Go over the entries and report the lines where the word "feather" occurs.

Items from a dataset
_____

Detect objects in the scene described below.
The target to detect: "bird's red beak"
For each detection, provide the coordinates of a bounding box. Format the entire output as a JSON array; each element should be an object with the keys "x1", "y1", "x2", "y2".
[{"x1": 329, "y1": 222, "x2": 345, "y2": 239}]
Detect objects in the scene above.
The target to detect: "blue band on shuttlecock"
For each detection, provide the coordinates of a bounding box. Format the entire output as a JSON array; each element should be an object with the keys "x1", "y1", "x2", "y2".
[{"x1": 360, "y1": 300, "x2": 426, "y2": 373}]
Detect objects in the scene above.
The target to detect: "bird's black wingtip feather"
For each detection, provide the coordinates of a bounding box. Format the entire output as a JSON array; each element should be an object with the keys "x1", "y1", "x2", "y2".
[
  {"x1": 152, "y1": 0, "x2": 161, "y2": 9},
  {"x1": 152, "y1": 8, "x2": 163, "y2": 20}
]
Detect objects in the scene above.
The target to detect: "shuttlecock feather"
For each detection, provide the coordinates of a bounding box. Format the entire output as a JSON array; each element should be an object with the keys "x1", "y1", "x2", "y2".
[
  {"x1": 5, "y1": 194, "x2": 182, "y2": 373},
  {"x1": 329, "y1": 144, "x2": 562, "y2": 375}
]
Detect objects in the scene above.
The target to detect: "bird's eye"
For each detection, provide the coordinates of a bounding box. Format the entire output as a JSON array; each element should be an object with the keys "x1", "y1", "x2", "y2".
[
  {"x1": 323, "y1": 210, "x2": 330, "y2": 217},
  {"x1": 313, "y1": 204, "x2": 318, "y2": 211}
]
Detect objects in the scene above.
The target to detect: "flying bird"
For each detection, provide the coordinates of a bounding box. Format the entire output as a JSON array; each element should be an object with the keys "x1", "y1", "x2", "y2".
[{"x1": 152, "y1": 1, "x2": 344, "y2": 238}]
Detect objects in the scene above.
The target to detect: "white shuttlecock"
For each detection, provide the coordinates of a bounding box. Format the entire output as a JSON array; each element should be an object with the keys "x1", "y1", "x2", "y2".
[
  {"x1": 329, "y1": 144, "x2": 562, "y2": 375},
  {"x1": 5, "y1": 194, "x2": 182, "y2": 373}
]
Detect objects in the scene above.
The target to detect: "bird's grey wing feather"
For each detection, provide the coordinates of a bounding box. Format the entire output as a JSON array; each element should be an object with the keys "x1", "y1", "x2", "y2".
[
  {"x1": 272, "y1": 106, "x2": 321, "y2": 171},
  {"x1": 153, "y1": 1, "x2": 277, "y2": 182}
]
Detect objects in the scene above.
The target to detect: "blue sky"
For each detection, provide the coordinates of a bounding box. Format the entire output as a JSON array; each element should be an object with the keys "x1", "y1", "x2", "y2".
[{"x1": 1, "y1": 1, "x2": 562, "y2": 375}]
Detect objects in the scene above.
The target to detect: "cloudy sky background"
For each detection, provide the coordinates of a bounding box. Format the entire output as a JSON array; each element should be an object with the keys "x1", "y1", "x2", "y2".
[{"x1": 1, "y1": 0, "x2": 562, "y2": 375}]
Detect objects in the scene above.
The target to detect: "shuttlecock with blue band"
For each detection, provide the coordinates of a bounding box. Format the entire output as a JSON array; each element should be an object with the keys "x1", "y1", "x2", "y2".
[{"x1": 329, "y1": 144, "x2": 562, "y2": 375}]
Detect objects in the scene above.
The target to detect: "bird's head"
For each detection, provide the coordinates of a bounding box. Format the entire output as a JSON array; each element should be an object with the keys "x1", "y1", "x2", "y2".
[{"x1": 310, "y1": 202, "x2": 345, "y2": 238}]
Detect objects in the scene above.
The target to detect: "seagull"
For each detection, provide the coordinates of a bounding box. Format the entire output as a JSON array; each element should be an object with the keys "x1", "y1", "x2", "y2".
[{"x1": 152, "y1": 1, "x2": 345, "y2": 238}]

_____

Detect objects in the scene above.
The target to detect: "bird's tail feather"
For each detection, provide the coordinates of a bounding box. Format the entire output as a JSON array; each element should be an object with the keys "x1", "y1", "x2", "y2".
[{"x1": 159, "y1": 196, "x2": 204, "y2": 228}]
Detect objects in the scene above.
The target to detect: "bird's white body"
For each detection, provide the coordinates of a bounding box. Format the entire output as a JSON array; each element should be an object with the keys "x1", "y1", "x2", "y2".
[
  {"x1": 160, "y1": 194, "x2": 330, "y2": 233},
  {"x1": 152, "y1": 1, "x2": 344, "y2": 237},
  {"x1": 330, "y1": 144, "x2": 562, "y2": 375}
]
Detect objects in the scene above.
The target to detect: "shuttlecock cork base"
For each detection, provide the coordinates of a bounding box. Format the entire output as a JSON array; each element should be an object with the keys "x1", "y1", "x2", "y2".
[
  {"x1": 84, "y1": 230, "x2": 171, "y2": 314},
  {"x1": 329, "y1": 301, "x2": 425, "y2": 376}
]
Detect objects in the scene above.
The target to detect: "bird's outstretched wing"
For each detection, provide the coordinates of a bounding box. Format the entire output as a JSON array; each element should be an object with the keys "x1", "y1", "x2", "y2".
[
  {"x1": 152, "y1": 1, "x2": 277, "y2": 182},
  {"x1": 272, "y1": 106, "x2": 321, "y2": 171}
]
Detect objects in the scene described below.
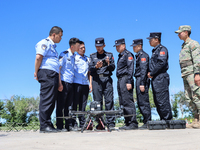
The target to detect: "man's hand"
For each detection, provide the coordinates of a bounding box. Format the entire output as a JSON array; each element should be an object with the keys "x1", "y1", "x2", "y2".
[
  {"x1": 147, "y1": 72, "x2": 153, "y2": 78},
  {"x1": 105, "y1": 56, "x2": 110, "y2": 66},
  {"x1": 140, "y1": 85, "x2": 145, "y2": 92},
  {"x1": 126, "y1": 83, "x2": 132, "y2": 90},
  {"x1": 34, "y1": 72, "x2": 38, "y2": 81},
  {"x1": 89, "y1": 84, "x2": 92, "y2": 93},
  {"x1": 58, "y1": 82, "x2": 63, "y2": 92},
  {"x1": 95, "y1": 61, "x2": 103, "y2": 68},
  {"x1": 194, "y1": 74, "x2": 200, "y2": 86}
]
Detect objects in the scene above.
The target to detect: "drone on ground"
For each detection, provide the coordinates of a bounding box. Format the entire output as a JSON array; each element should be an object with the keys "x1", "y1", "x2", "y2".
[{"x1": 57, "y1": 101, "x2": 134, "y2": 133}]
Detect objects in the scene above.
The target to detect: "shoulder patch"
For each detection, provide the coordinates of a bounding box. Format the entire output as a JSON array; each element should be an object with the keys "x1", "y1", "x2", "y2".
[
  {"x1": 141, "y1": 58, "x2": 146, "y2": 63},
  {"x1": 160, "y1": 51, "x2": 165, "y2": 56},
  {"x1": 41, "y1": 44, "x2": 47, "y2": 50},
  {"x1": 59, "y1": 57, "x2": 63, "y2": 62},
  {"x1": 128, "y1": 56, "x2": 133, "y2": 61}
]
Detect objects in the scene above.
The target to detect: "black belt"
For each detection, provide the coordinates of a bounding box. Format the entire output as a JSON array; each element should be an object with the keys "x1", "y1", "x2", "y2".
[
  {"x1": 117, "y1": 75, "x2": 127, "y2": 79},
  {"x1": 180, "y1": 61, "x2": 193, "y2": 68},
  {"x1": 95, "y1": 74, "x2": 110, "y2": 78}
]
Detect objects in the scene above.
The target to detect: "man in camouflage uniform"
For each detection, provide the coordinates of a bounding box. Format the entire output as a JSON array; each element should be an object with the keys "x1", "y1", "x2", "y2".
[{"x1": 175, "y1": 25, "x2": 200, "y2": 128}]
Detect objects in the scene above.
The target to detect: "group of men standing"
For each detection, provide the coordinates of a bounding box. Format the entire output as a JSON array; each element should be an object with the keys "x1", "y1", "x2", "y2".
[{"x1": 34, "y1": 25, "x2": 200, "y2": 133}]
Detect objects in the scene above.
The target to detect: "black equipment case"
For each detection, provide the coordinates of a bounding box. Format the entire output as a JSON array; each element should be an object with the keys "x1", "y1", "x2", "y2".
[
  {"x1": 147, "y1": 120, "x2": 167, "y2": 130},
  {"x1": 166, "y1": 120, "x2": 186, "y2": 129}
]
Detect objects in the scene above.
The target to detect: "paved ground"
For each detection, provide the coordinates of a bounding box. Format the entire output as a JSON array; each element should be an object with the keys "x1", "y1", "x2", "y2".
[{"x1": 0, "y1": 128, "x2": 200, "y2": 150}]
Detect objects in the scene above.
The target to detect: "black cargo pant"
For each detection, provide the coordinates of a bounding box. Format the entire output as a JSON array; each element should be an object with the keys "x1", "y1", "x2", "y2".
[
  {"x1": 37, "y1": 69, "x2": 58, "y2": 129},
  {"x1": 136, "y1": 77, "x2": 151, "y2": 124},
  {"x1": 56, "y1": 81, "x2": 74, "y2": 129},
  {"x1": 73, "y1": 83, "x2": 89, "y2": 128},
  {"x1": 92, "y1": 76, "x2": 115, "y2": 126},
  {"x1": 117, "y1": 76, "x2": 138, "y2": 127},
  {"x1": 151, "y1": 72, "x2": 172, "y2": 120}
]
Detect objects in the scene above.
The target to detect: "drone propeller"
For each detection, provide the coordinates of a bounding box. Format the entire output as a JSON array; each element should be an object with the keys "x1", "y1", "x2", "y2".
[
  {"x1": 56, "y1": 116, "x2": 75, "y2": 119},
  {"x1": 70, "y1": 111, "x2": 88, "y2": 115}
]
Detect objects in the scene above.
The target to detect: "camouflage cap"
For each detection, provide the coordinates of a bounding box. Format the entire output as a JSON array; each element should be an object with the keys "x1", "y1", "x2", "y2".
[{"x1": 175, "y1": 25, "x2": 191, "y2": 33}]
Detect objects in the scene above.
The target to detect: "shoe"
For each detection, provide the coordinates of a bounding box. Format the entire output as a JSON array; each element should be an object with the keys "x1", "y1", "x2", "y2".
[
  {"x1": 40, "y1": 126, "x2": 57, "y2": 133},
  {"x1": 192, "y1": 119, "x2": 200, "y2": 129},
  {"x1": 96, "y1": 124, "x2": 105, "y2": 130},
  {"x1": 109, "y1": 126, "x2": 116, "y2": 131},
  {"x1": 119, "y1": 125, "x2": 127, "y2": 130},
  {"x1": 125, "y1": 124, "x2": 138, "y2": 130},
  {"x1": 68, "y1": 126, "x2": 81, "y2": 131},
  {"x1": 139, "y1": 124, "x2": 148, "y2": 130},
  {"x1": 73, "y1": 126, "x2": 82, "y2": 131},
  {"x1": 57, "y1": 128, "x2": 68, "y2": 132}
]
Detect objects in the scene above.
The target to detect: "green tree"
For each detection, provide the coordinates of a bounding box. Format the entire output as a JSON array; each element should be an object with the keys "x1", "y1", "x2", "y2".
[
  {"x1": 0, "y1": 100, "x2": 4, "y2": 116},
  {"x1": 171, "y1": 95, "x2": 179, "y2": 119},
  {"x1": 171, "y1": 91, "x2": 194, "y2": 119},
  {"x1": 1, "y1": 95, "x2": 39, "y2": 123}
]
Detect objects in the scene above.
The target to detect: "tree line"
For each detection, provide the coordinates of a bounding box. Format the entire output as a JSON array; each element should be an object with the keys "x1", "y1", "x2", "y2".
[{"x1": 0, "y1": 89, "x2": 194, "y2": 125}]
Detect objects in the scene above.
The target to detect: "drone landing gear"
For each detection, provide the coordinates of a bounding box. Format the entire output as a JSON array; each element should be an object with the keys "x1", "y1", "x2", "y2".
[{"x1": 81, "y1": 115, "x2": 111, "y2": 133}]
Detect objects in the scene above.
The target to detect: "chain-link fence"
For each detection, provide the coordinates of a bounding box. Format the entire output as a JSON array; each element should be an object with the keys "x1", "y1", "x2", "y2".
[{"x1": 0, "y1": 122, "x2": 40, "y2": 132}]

_____

▸ ANSWER SPACE:
The target to detect: "bird's black wingtip feather"
The target to detect: "shuttlecock feather"
The target to detect: "bird's grey wing feather"
The target to detect: "bird's tail feather"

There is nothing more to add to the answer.